* [Records provided]:
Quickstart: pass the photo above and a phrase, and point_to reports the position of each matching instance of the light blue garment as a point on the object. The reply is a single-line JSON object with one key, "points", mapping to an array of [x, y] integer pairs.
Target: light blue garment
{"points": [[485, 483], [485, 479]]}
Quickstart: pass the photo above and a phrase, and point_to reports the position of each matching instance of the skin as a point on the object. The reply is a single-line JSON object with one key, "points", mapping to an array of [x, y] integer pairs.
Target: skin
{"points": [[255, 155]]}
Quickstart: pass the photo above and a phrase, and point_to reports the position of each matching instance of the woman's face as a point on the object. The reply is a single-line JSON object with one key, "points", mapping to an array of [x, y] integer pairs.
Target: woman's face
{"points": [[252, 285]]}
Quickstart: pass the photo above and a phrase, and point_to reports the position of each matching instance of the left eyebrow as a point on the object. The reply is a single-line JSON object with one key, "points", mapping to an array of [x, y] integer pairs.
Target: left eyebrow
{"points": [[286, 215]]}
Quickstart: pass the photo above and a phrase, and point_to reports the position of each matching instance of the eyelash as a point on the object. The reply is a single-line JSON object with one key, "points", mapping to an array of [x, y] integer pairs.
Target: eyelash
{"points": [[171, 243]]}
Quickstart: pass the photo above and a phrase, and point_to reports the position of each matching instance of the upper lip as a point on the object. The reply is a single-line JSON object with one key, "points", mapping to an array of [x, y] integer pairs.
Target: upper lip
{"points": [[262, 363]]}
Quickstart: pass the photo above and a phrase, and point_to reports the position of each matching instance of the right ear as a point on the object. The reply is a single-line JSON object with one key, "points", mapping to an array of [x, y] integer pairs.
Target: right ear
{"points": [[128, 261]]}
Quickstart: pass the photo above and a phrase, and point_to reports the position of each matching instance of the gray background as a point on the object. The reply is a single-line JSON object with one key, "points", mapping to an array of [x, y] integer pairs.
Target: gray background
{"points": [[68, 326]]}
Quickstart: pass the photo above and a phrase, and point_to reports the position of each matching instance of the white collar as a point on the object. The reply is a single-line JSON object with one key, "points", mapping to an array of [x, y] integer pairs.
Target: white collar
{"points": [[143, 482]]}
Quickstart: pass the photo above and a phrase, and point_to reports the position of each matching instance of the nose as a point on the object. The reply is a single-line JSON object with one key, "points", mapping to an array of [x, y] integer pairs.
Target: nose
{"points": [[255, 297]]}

* [Task requirements]: What you return must match the listing exactly, line for line.

* [Exercise output]:
Quickstart: pass the photo above and a phrase, and point_to reports the position of each matching instance of the light blue garment as a point on the object. The reply is a single-line JSON object with one key, "points", mapping to an array of [x, y] integer pairs.
Target: light blue garment
{"points": [[485, 483], [485, 479]]}
Quickstart: pass the photo above and a phrase, and point_to reports the position of each matching instance of the skin as a point on the object. The reply is a single-line JSON object with one key, "points", mapping to an array of [x, y] integer pairs.
Target: skin
{"points": [[255, 155]]}
Quickstart: pass the photo above and a phrase, and point_to reports the position of each matching instance of the woman's face as a point on the object. The reply is a single-line JSON object with one key, "points", mapping to an array of [x, y] integer pairs.
Target: woman's face
{"points": [[252, 285]]}
Quickstart: pass the photo above and a phrase, and point_to reports the position of each matching instance of the left eyebrow as a point on the object. The reply is a single-line JSON object with one key, "points", mapping to an array of [x, y] integer pairs.
Target: left eyebrow
{"points": [[286, 215]]}
Quickstart: pass the photo above and a phrase, and point_to reports the position of each matching instance of the eyelash as a point on the object. The reply is a single-line JSON object with one key, "points", mapping to an array of [x, y] integer pairs.
Target: eyelash
{"points": [[171, 243]]}
Quickstart: pass the photo above and a phrase, and point_to reports the position of each matching instance of the upper lip as a point on the object. The reply is a single-line JSON object with one key, "points", mapping to an array of [x, y] integer pairs.
Target: upper lip
{"points": [[262, 363]]}
Quickstart: pass the photo above and a phrase, and point_to reports the position of each matching instance of the right ear as a point on the object. The reply is a single-line JSON object with one key, "points", mapping to an array of [x, y] integer pairs.
Target: right ear
{"points": [[128, 261]]}
Quickstart: pass the photo above and a phrase, and point_to reports the position of each matching instance of the gray background as a point on the object. The reply is a single-line JSON object with one key, "points", mapping to an array of [x, y] integer pairs.
Target: gray background
{"points": [[68, 326]]}
Quickstart: pass the photo above and a phrase, and point_to reports the position of each matching instance of the white collar as a point on the object. The reply is a single-line JSON object with one key, "points", mapping to an array of [x, y] integer pairs.
Target: white collar
{"points": [[143, 482]]}
Quickstart: pass the photo above and a phrase, and point_to reports the position of each matching instance of the nose as a point on the object. The reply is a single-line JSON object with one key, "points", mapping to an array of [x, y] integer pairs.
Target: nose
{"points": [[255, 297]]}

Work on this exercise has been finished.